**** Given data ****

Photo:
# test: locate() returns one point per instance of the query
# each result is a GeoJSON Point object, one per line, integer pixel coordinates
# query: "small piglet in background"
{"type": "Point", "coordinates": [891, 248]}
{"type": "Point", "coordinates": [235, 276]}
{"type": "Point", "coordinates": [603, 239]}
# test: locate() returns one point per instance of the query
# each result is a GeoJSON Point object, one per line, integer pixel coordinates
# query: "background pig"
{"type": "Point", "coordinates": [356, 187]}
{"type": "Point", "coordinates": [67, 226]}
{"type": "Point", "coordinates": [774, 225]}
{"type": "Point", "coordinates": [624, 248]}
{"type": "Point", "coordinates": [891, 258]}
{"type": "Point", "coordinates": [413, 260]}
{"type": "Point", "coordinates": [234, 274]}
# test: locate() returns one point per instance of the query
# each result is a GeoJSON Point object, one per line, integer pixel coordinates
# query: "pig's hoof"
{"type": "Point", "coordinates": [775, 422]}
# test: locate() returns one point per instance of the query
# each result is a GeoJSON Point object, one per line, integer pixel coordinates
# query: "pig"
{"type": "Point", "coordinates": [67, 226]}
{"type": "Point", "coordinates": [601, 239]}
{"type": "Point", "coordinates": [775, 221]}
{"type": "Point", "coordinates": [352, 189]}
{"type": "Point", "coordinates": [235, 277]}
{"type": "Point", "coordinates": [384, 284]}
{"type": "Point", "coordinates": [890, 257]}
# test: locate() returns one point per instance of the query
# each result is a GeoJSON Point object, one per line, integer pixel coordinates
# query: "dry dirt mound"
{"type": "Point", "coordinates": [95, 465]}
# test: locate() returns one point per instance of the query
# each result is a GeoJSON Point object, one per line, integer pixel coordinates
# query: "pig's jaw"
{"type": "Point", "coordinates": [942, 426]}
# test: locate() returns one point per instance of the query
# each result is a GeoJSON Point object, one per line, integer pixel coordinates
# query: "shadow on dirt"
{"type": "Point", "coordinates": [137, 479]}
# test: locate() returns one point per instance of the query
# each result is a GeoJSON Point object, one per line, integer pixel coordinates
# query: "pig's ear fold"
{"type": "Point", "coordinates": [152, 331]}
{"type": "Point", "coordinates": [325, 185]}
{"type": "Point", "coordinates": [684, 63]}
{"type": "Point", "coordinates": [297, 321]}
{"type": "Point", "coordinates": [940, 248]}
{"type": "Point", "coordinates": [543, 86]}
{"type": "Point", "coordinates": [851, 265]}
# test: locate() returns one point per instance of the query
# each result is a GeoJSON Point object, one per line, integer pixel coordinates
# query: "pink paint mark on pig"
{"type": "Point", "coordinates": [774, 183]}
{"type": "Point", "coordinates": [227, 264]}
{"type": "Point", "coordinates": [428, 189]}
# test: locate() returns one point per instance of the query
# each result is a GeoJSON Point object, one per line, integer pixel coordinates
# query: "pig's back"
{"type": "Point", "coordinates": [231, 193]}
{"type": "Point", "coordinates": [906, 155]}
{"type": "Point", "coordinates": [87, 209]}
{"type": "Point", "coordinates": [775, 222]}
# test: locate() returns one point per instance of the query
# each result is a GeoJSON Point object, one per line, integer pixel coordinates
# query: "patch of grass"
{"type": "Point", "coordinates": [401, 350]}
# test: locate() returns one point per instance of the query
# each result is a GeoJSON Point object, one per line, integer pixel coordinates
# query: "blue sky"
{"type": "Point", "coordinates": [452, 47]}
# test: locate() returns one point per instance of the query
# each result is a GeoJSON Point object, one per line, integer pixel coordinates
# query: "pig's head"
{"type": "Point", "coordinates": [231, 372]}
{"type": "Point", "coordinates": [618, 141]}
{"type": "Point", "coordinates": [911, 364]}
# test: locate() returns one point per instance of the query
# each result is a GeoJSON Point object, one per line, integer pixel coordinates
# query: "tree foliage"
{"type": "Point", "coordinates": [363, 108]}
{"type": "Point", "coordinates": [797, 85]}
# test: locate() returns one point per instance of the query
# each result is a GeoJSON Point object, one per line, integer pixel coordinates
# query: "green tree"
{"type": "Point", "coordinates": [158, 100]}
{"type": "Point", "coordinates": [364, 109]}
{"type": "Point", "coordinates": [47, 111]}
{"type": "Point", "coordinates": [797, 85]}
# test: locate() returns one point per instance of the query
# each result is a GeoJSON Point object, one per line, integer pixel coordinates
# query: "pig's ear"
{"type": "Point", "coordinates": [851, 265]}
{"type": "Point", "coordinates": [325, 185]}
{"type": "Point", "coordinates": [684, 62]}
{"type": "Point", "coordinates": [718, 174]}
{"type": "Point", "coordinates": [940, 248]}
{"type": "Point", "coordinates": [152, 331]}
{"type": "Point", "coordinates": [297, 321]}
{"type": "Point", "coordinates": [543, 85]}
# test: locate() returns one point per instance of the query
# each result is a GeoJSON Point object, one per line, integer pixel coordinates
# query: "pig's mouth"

****

• **Exercise instructions**:
Set down all of the data above, word for word.

• **Response for this exercise**:
Photo:
# test: locate() returns one point per instance of the query
# each result is a GeoJSON Point object, one per line, integer pixel coordinates
# query: "small piglet in background"
{"type": "Point", "coordinates": [891, 248]}
{"type": "Point", "coordinates": [235, 276]}
{"type": "Point", "coordinates": [603, 239]}
# test: locate() returns one point per instance of the query
# each result is a GeoJSON Point object, one per line, integer pixel coordinates
# query: "background pig"
{"type": "Point", "coordinates": [356, 187]}
{"type": "Point", "coordinates": [67, 226]}
{"type": "Point", "coordinates": [774, 225]}
{"type": "Point", "coordinates": [624, 248]}
{"type": "Point", "coordinates": [891, 258]}
{"type": "Point", "coordinates": [413, 260]}
{"type": "Point", "coordinates": [234, 274]}
# test: locate() returns one point per instance of the query
# each result is a GeoJSON Point object, one per line, integer pixel coordinates
# query: "pig's hoof"
{"type": "Point", "coordinates": [775, 422]}
# test: locate() returns one point per instance of the query
# each result is a GeoJSON Point object, one per line, integer pixel coordinates
# query: "pig"
{"type": "Point", "coordinates": [67, 226]}
{"type": "Point", "coordinates": [601, 239]}
{"type": "Point", "coordinates": [775, 221]}
{"type": "Point", "coordinates": [352, 189]}
{"type": "Point", "coordinates": [235, 277]}
{"type": "Point", "coordinates": [384, 284]}
{"type": "Point", "coordinates": [890, 257]}
# test: locate() returns one point per instance of the query
# each result is a GeoJSON Point object, one per line, integer pixel coordinates
# query: "dry dirt mound"
{"type": "Point", "coordinates": [95, 465]}
# test: locate() returns one point per instance of the query
# each result is a GeoJSON Point object, one per line, integer pixel coordinates
# query: "pig's jaw"
{"type": "Point", "coordinates": [942, 426]}
# test: locate() returns one point per instance of the query
# each result is a GeoJSON Point object, one per line, integer pixel coordinates
# query: "shadow on dirt"
{"type": "Point", "coordinates": [137, 479]}
# test: locate() returns one point per instance of the query
# each result is a GeoJSON Point object, one per line, integer pixel coordinates
# query: "pig's ear fold"
{"type": "Point", "coordinates": [152, 331]}
{"type": "Point", "coordinates": [325, 185]}
{"type": "Point", "coordinates": [684, 63]}
{"type": "Point", "coordinates": [297, 321]}
{"type": "Point", "coordinates": [940, 248]}
{"type": "Point", "coordinates": [543, 86]}
{"type": "Point", "coordinates": [851, 265]}
# test: locate() returns one point per instance of the query
# each result is a GeoJSON Point object, one per line, integer pixel coordinates
# query: "pink paint mark on pig"
{"type": "Point", "coordinates": [774, 183]}
{"type": "Point", "coordinates": [227, 264]}
{"type": "Point", "coordinates": [428, 189]}
# test: locate() returns one point per instance of the query
# each result is a GeoJSON Point object, one per line, integer pixel coordinates
# query: "pig's back"
{"type": "Point", "coordinates": [231, 193]}
{"type": "Point", "coordinates": [906, 155]}
{"type": "Point", "coordinates": [87, 209]}
{"type": "Point", "coordinates": [775, 222]}
# test: locate() returns one point per instance of the query
# each result is a GeoJSON Point object, one per line, integer pixel coordinates
# query: "patch of grass"
{"type": "Point", "coordinates": [401, 350]}
# test: locate() returns one point per instance of the query
# each result is a GeoJSON Point object, one per line, integer pixel coordinates
# query: "blue sky"
{"type": "Point", "coordinates": [452, 47]}
# test: locate() returns one point per instance of the query
# each result is a GeoJSON Point object, one per line, integer pixel coordinates
# query: "pig's head"
{"type": "Point", "coordinates": [231, 372]}
{"type": "Point", "coordinates": [618, 141]}
{"type": "Point", "coordinates": [911, 364]}
# test: locate() returns one point per instance of the query
# each result is a GeoJSON Point object, one per line, integer pixel coordinates
# query: "tree foliage"
{"type": "Point", "coordinates": [363, 108]}
{"type": "Point", "coordinates": [797, 85]}
# test: locate() returns one point per instance of the query
# each result is a GeoJSON Point object, one per line, integer pixel coordinates
# query: "green tree"
{"type": "Point", "coordinates": [158, 100]}
{"type": "Point", "coordinates": [364, 109]}
{"type": "Point", "coordinates": [47, 111]}
{"type": "Point", "coordinates": [797, 85]}
# test: locate() returns one point per instance of the query
# each result is a GeoJSON Point object, one per line, integer pixel coordinates
# query: "pig's ear"
{"type": "Point", "coordinates": [851, 265]}
{"type": "Point", "coordinates": [325, 185]}
{"type": "Point", "coordinates": [684, 62]}
{"type": "Point", "coordinates": [718, 174]}
{"type": "Point", "coordinates": [940, 248]}
{"type": "Point", "coordinates": [152, 331]}
{"type": "Point", "coordinates": [297, 321]}
{"type": "Point", "coordinates": [543, 85]}
# test: locate() returns one point per instance of the query
# each result is a GeoJSON Point object, one per line, integer pixel coordinates
# query: "pig's mouth"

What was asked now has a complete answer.